- [What to work on]:
A verbatim transcript of the data below is required, images omitted.

━━ Data provided ━━

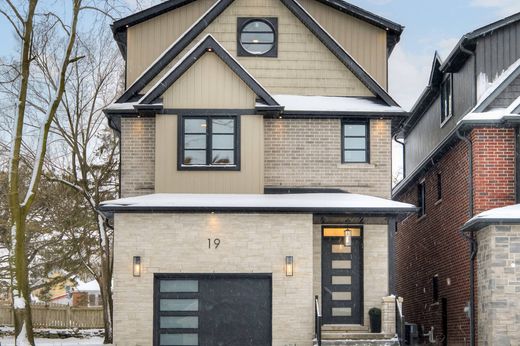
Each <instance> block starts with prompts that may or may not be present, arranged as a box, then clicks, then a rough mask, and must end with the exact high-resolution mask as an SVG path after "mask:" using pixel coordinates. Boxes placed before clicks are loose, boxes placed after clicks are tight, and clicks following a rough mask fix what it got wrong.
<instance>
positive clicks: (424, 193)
mask: <svg viewBox="0 0 520 346" xmlns="http://www.w3.org/2000/svg"><path fill="white" fill-rule="evenodd" d="M417 206H418V207H419V210H418V211H417V215H418V217H419V218H421V217H423V216H425V215H426V182H425V181H424V180H423V181H421V182H420V183H419V184H418V185H417Z"/></svg>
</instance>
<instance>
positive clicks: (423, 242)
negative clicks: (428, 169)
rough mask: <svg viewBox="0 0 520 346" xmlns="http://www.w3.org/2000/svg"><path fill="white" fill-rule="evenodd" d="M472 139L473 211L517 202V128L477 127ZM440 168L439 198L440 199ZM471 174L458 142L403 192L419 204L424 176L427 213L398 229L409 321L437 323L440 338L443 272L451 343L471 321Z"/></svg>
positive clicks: (463, 342)
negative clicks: (468, 309)
mask: <svg viewBox="0 0 520 346" xmlns="http://www.w3.org/2000/svg"><path fill="white" fill-rule="evenodd" d="M470 138H471V141H472V144H473V184H474V185H473V192H474V195H473V202H474V214H477V213H480V212H482V211H485V210H488V209H491V208H496V207H501V206H504V205H509V204H514V203H516V200H515V131H514V129H507V128H475V129H473V130H472V132H471V134H470ZM438 172H440V173H441V176H442V201H441V202H438V201H437V173H438ZM468 176H469V175H468V158H467V148H466V144H465V143H463V142H460V141H459V142H458V143H457V144H455V145H454V146H453V147H452V148H450V149H449V150H448V151H447V153H446V154H444V156H443V157H442V158H441V159H440V160H439V161H438V162H436V164H435V166H434V167H432V168H430V169H429V170H428V171H427V172H426V173H425V174H423V175H422V176H421V177H419V178H418V179H417V180H416V181H415V182H414V183H413V184H412V185H411V186H410V187H409V188H408V190H406V191H404V193H403V194H402V195H401V196H399V200H401V201H405V202H409V203H414V204H417V184H418V182H419V181H420V180H422V179H425V183H426V216H424V217H423V218H421V219H419V220H418V219H417V215H416V214H414V215H412V216H409V217H408V218H407V219H405V220H403V221H402V222H400V223H399V224H398V227H397V230H398V232H397V235H396V246H397V250H396V251H397V252H396V254H397V264H396V270H397V293H398V294H399V295H400V296H402V297H403V298H404V312H405V317H406V320H407V321H408V322H412V323H417V324H420V325H423V326H424V328H425V330H429V329H430V327H431V326H434V328H435V335H436V336H437V337H440V336H441V335H442V324H441V323H442V322H441V318H442V315H441V313H442V310H441V306H440V305H436V304H433V297H432V278H433V276H434V275H436V274H437V275H438V276H439V300H440V299H441V298H446V299H447V307H448V345H466V344H467V343H468V342H469V320H468V319H467V318H466V315H465V313H464V306H465V305H466V303H467V301H468V300H469V253H468V252H469V245H468V242H467V241H466V240H465V239H464V238H462V236H461V235H460V232H459V230H460V228H461V226H462V225H463V224H464V223H465V222H466V221H467V220H468V209H469V195H468V191H467V186H468V185H467V184H468V180H467V179H468ZM448 279H449V281H450V284H449V285H448ZM475 280H476V278H475ZM477 295H478V292H477ZM477 298H478V297H477Z"/></svg>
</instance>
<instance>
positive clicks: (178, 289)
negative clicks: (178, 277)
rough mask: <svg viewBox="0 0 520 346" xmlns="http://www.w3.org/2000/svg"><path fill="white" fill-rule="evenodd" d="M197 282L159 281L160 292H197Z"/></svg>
mask: <svg viewBox="0 0 520 346" xmlns="http://www.w3.org/2000/svg"><path fill="white" fill-rule="evenodd" d="M198 291H199V282H198V281H197V280H164V281H161V292H198Z"/></svg>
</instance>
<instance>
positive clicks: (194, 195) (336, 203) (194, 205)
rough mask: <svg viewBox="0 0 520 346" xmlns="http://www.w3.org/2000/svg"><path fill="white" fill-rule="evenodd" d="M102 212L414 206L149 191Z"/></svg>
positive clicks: (310, 197)
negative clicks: (133, 210)
mask: <svg viewBox="0 0 520 346" xmlns="http://www.w3.org/2000/svg"><path fill="white" fill-rule="evenodd" d="M100 209H101V210H103V211H116V212H117V211H125V210H127V211H128V210H148V211H176V210H177V211H179V210H199V211H212V210H215V211H216V210H236V211H237V210H256V211H259V210H262V211H272V212H283V211H302V212H314V211H316V212H319V211H341V212H348V211H355V212H381V213H384V212H386V213H402V212H413V211H415V206H413V205H411V204H407V203H401V202H395V201H392V200H389V199H383V198H378V197H373V196H366V195H358V194H350V193H316V194H312V193H306V194H152V195H147V196H139V197H130V198H123V199H118V200H114V201H107V202H104V203H102V204H101V208H100Z"/></svg>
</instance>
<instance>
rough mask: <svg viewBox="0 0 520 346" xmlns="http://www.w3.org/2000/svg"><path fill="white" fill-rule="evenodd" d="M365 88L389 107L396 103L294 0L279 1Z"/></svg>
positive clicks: (344, 50)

━━━

- [Answer area]:
Each <instance> block starts with prompts that may or may not be present, arranged as a box, then clicks, then a rough mask, and must end with the exact high-resolution mask as an SVG path after "mask:" using pixel coordinates. Boxes placed before clicks are loose, boxes placed after clicks are tight, and clicks following a rough mask fix what it got wrong.
<instance>
positive clicks: (424, 193)
mask: <svg viewBox="0 0 520 346" xmlns="http://www.w3.org/2000/svg"><path fill="white" fill-rule="evenodd" d="M417 206H418V207H419V210H418V211H417V215H418V217H419V218H421V217H423V216H425V215H426V182H425V181H424V180H423V181H421V182H420V183H419V184H418V185H417Z"/></svg>
</instance>
<instance>
positive clicks: (423, 242)
negative clicks: (428, 169)
rough mask: <svg viewBox="0 0 520 346" xmlns="http://www.w3.org/2000/svg"><path fill="white" fill-rule="evenodd" d="M472 139L473 211L517 202V128L477 127ZM440 168L439 198L440 199ZM471 174L458 142L403 192L419 204L424 176L427 213L398 229L409 321L437 323L440 338L443 272L451 343L471 321Z"/></svg>
positive clicks: (463, 342)
negative clicks: (468, 309)
mask: <svg viewBox="0 0 520 346" xmlns="http://www.w3.org/2000/svg"><path fill="white" fill-rule="evenodd" d="M470 138H471V141H472V144H473V184H474V185H473V192H474V195H473V202H474V214H477V213H480V212H482V211H485V210H488V209H491V208H496V207H501V206H504V205H509V204H514V203H516V200H515V131H514V129H507V128H475V129H473V130H472V132H471V134H470ZM438 172H440V173H441V176H442V201H441V202H438V201H437V173H438ZM468 176H469V175H468V158H467V148H466V144H465V143H463V142H460V141H459V142H458V143H457V144H455V145H454V146H453V147H452V148H450V149H449V150H448V151H447V153H446V154H444V156H443V157H442V158H441V159H440V160H439V161H438V162H436V164H435V166H434V167H432V168H430V169H429V170H428V171H427V172H426V173H425V174H423V175H422V176H421V177H419V178H418V179H417V180H416V181H415V182H414V183H413V184H412V185H411V186H410V187H409V188H408V190H406V191H404V193H403V194H402V195H401V196H399V200H401V201H405V202H409V203H414V204H417V184H418V182H419V181H420V180H422V179H425V183H426V216H424V217H423V218H421V219H419V220H418V219H417V215H416V214H414V215H412V216H409V217H408V218H407V219H405V220H403V221H402V222H400V223H399V224H398V227H397V230H398V232H397V235H396V246H397V250H396V251H397V252H396V254H397V264H396V270H397V293H398V294H399V295H400V296H402V297H403V298H404V312H405V317H406V320H407V321H408V322H412V323H417V324H420V325H423V326H424V328H425V330H429V329H430V327H431V326H434V328H435V335H436V336H437V337H440V336H441V335H442V324H441V323H442V322H441V318H442V315H441V313H442V310H441V306H440V305H436V304H433V297H432V278H433V276H434V275H436V274H437V275H438V276H439V300H440V299H441V298H446V299H447V307H448V345H466V344H467V343H468V342H469V320H468V319H467V318H466V315H465V313H464V306H465V305H466V303H467V301H468V300H469V253H468V252H469V245H468V242H467V241H466V240H465V239H464V238H462V236H461V235H460V232H459V230H460V228H461V226H462V225H463V224H464V223H465V222H466V221H467V220H468V209H469V195H468V191H467V186H468V185H467V184H468V180H467V179H468ZM448 279H449V281H450V284H449V285H448ZM475 280H476V278H475ZM477 295H478V292H477ZM477 298H478V297H477Z"/></svg>
</instance>
<instance>
positive clicks: (178, 289)
negative clicks: (178, 277)
rough mask: <svg viewBox="0 0 520 346" xmlns="http://www.w3.org/2000/svg"><path fill="white" fill-rule="evenodd" d="M197 282L159 281L160 292H197Z"/></svg>
mask: <svg viewBox="0 0 520 346" xmlns="http://www.w3.org/2000/svg"><path fill="white" fill-rule="evenodd" d="M198 291H199V282H198V281H197V280H164V281H161V292H198Z"/></svg>
</instance>
<instance>
positive clicks: (194, 195) (336, 203) (194, 205)
rough mask: <svg viewBox="0 0 520 346" xmlns="http://www.w3.org/2000/svg"><path fill="white" fill-rule="evenodd" d="M102 212L414 206L149 191Z"/></svg>
positive clicks: (310, 197)
negative clicks: (133, 210)
mask: <svg viewBox="0 0 520 346" xmlns="http://www.w3.org/2000/svg"><path fill="white" fill-rule="evenodd" d="M100 209H101V210H103V211H116V212H117V211H125V210H127V211H128V210H148V211H176V210H177V211H179V210H199V211H212V210H215V211H216V210H236V211H237V210H256V211H259V210H262V211H272V212H283V211H302V212H314V211H316V212H319V211H341V212H348V211H355V212H381V213H384V212H386V213H402V212H413V211H415V206H413V205H411V204H407V203H401V202H395V201H392V200H389V199H383V198H378V197H373V196H366V195H358V194H350V193H316V194H312V193H306V194H152V195H147V196H139V197H130V198H123V199H118V200H114V201H107V202H104V203H102V204H101V208H100Z"/></svg>
</instance>
<instance>
rough mask: <svg viewBox="0 0 520 346" xmlns="http://www.w3.org/2000/svg"><path fill="white" fill-rule="evenodd" d="M365 88L389 107L396 103L294 0L279 1Z"/></svg>
positive clicks: (344, 50)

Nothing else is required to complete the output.